## start
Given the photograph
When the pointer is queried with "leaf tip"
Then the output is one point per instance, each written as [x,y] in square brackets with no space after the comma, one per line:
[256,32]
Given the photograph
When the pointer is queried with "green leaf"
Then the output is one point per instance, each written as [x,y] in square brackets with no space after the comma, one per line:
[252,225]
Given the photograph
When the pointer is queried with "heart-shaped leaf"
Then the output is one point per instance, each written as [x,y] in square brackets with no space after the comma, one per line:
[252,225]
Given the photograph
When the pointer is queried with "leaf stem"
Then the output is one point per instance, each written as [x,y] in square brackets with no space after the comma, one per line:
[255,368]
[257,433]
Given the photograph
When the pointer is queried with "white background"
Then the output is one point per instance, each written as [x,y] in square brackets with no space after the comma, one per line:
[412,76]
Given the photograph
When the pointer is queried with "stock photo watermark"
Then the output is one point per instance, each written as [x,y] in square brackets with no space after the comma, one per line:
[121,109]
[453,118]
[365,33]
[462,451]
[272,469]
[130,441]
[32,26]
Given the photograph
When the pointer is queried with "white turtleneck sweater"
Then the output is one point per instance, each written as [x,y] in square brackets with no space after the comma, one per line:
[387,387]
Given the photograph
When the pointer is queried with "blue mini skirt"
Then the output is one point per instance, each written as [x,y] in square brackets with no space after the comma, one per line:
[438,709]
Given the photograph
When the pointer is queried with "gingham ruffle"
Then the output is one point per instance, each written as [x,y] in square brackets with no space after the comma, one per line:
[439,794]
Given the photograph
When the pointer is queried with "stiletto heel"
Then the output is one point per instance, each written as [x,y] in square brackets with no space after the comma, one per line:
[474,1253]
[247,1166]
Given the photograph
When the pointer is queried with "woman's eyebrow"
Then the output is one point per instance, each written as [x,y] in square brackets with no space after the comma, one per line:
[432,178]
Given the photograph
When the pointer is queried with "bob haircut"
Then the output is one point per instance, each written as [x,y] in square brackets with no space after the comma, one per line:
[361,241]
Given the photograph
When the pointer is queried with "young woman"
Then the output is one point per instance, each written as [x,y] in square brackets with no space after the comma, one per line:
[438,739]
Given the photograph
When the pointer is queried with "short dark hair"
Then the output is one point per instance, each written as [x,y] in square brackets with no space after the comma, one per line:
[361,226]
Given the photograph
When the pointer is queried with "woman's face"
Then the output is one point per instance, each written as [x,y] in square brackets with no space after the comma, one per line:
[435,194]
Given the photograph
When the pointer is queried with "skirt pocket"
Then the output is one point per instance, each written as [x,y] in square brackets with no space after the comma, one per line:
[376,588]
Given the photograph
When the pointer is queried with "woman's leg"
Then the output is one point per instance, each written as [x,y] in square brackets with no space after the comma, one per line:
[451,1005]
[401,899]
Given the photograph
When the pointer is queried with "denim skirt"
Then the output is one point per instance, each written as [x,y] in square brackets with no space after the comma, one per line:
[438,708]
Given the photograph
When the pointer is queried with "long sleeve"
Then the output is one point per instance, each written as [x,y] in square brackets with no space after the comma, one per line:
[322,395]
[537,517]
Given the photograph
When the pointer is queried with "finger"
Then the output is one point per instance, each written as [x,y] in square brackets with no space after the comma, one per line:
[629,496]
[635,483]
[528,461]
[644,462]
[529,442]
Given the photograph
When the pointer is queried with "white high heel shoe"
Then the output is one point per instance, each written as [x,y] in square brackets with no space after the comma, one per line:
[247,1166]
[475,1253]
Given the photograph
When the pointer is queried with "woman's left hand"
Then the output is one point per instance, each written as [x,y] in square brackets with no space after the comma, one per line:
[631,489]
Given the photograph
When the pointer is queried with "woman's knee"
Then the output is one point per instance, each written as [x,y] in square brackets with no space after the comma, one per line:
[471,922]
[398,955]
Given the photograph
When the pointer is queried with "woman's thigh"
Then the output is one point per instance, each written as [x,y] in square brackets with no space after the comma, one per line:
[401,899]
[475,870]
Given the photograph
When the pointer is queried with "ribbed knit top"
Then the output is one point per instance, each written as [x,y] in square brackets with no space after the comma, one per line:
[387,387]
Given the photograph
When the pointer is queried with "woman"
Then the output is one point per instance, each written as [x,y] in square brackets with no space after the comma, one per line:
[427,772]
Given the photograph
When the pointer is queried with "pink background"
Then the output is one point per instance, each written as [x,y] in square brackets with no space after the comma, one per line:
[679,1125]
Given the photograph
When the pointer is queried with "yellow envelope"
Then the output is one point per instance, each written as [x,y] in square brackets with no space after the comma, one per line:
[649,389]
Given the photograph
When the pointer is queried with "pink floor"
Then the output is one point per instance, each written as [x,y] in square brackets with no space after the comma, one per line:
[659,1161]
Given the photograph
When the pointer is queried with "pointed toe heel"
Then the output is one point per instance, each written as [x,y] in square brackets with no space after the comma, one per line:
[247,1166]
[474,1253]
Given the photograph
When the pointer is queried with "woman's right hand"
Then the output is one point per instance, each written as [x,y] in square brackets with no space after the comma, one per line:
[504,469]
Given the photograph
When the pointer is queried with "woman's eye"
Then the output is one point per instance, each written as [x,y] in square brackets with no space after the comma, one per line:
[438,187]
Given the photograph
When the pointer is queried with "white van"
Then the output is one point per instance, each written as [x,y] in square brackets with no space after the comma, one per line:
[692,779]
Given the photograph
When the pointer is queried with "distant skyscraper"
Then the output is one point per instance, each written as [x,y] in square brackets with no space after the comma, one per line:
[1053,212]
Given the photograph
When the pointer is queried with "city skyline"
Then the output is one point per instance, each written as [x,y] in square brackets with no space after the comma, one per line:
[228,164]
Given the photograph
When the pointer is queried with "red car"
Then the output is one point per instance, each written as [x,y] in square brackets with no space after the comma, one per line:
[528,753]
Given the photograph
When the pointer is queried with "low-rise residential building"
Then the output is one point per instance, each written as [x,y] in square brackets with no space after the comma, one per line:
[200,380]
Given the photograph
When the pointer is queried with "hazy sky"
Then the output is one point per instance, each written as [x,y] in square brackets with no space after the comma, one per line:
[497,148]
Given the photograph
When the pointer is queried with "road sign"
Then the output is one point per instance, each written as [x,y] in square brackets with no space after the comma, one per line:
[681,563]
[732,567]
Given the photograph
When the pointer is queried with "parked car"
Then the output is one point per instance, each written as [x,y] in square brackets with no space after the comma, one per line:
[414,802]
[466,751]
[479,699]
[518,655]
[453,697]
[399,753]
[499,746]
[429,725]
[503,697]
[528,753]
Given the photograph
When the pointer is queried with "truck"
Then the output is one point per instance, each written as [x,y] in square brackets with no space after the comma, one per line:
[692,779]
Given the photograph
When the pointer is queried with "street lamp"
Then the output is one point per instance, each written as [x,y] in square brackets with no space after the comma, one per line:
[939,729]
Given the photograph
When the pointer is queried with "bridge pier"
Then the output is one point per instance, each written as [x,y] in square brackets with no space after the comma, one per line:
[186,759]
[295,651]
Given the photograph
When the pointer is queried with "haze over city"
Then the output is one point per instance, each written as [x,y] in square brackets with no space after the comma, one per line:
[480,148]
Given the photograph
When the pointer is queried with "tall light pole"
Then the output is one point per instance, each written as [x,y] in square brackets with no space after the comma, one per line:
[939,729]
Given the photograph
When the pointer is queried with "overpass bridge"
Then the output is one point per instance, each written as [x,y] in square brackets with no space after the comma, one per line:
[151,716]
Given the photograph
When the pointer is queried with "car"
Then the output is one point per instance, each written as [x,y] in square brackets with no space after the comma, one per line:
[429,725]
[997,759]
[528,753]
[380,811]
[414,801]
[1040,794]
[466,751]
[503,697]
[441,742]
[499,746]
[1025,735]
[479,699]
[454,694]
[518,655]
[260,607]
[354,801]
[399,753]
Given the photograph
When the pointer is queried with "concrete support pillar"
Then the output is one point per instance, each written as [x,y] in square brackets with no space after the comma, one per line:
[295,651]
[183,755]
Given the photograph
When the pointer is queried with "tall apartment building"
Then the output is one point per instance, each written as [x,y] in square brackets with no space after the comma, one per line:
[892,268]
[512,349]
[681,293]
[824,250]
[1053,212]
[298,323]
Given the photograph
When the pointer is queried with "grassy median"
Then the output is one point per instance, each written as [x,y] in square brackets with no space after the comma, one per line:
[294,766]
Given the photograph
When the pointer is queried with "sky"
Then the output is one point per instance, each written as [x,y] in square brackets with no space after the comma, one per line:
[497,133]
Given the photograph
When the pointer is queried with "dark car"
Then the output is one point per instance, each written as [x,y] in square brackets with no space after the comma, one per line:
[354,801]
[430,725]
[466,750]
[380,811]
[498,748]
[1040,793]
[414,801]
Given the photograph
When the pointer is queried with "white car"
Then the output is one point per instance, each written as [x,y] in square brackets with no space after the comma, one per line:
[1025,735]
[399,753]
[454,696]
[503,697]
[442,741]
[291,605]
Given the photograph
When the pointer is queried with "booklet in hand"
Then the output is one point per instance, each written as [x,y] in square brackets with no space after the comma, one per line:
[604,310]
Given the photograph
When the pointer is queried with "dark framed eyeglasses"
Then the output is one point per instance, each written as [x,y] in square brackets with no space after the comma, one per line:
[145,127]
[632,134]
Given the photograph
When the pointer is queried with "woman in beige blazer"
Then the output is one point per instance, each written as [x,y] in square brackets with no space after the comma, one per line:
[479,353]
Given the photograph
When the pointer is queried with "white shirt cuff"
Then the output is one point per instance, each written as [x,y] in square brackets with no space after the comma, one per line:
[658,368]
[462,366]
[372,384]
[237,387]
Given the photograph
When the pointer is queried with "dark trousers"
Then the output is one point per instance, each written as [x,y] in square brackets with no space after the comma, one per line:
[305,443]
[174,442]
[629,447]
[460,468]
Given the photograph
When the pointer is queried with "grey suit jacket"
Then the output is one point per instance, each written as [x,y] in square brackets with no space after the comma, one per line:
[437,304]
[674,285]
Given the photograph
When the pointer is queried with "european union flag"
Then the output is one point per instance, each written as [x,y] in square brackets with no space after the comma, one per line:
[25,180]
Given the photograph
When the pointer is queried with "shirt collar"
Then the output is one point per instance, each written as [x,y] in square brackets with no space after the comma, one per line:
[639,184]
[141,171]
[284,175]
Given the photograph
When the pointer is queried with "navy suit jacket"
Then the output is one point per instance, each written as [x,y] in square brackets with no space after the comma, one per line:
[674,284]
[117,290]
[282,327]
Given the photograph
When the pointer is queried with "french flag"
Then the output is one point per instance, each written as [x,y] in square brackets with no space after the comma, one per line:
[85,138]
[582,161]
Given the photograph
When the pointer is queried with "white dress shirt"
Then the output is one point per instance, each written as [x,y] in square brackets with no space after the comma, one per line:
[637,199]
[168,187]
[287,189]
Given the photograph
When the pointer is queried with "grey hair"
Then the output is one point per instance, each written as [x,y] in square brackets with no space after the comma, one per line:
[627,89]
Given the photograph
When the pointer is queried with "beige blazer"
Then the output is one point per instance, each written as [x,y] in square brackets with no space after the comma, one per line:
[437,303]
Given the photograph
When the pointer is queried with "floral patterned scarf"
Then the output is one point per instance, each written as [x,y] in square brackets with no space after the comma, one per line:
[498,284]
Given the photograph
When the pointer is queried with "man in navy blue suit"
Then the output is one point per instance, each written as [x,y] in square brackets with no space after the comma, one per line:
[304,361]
## end
Exercise goal: Please locate every line in the records above that contains the word "city" and copy each one.

Solution to this problem:
When the pointer is queried with "city skyline"
When the pointer is queried with "haze over city"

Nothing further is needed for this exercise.